Collect every line of the records below that contains the string "this". The match is case-sensitive.
··· DATASET RECORDS
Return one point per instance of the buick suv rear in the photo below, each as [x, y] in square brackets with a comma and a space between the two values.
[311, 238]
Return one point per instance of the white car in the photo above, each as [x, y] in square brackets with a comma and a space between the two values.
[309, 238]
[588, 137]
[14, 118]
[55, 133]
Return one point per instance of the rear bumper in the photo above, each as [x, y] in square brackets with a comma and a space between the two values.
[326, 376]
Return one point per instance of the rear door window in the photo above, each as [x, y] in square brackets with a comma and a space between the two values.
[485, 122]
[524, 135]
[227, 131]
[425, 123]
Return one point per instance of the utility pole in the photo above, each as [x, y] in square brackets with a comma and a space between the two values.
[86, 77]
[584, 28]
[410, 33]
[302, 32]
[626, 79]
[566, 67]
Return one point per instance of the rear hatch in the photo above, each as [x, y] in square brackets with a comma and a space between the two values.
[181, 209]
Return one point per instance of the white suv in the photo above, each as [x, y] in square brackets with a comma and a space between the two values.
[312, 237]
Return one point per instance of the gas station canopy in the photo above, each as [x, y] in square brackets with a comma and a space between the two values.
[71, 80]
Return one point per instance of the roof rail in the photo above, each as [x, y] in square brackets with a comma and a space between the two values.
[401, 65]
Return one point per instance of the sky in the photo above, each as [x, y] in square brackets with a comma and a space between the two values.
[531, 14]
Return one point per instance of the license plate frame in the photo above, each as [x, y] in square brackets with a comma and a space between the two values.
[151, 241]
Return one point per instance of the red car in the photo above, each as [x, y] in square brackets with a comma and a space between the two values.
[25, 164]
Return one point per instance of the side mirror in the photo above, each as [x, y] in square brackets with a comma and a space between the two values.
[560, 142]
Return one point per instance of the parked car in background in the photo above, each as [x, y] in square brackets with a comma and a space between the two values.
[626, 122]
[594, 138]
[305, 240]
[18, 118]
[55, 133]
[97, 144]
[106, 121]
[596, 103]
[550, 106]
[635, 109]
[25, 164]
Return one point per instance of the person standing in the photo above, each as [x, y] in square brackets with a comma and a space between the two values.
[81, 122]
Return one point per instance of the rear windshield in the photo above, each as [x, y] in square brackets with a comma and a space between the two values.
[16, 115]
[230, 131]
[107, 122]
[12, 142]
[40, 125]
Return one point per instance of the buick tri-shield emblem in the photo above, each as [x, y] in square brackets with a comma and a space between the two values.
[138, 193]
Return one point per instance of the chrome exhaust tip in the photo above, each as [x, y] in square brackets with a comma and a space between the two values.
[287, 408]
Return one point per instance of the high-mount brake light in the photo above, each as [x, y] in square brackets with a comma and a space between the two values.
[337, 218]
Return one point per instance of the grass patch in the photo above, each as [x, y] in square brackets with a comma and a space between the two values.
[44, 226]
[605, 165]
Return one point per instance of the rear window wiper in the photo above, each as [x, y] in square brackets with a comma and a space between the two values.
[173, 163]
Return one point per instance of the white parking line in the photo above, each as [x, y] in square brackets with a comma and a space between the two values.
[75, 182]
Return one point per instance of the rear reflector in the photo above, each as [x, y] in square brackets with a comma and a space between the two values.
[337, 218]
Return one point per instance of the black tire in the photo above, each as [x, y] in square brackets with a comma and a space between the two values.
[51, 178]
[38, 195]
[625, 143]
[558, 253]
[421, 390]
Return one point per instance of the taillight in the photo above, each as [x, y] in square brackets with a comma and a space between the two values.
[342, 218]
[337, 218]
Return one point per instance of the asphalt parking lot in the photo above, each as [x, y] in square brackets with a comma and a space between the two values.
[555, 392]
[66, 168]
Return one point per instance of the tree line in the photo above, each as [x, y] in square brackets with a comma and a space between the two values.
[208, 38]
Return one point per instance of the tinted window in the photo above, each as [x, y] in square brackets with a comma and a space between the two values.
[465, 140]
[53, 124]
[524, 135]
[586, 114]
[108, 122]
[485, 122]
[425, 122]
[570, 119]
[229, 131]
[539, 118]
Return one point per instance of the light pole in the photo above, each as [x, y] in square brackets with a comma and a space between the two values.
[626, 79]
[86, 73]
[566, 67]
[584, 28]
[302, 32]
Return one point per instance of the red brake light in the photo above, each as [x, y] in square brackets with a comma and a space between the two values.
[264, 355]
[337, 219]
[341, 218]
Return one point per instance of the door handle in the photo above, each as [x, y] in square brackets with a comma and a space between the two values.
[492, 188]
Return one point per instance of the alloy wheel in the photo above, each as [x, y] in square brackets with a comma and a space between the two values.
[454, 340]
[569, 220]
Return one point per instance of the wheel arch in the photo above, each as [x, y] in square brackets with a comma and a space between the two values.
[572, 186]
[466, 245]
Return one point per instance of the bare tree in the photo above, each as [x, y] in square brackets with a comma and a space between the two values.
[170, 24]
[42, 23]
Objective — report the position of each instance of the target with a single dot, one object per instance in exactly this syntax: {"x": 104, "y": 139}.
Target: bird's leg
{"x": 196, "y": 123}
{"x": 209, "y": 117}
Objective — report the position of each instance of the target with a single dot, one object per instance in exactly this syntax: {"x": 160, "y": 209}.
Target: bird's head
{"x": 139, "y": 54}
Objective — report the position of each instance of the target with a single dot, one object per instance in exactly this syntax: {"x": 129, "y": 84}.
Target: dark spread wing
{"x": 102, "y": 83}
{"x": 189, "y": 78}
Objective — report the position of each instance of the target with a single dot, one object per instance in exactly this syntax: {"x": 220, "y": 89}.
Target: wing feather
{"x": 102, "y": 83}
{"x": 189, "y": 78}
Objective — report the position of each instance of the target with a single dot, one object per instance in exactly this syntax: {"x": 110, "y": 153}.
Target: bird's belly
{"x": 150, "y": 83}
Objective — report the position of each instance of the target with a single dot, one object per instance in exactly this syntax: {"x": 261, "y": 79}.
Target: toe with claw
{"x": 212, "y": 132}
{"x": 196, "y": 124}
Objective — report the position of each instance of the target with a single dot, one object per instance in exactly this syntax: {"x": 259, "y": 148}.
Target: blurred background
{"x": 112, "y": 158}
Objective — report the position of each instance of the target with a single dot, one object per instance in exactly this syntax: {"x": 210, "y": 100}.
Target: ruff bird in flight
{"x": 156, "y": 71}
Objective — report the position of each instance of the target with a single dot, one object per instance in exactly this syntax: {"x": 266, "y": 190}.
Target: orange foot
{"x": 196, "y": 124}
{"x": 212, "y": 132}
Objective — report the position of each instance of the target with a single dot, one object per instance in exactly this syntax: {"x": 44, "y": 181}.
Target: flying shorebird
······
**RESULT OF THE TASK**
Objective — report the position of each instance of the target with a single dot, one object per instance in exactly this syntax: {"x": 104, "y": 139}.
Objective — report the position of each instance of the target with a single dot, one object per instance in exactly this syntax: {"x": 160, "y": 209}.
Objective — report the position of each instance of the target with a single dot, one object per instance in exactly this syntax: {"x": 129, "y": 84}.
Objective — report the position of each instance of the target with a single dot, one object per instance in exactly this syntax: {"x": 220, "y": 89}.
Objective — report the position of each instance of the target with a single dot, one object per instance in exactly this syntax: {"x": 110, "y": 153}.
Objective — report the position of each instance of the target with a single dot, one object per instance in exactly this syntax: {"x": 261, "y": 79}.
Objective — report the position of each instance of the target with a single dot, one object per instance in exactly this syntax: {"x": 259, "y": 148}.
Objective — report the position of each instance of the target with a single dot, one object per instance in exactly this syntax: {"x": 210, "y": 100}.
Objective — report the position of each instance of the target with a single dot, one object per instance in exactly this syntax: {"x": 266, "y": 190}.
Objective — report the position of each instance of the target with a single dot, one object per instance in exactly this syntax: {"x": 44, "y": 181}.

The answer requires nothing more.